About this task: Nothing but the pictures is dropped; write out all the remaining data below exactly.

Material for this task:
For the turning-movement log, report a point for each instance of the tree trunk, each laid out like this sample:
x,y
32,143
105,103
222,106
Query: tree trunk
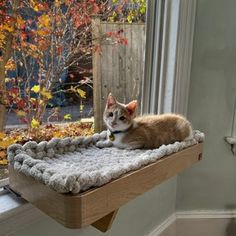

Response area:
For the turning-movement log, report a point for each instance of the tree trunk, each laid out like this sample:
x,y
32,143
105,103
222,106
Query: tree trunk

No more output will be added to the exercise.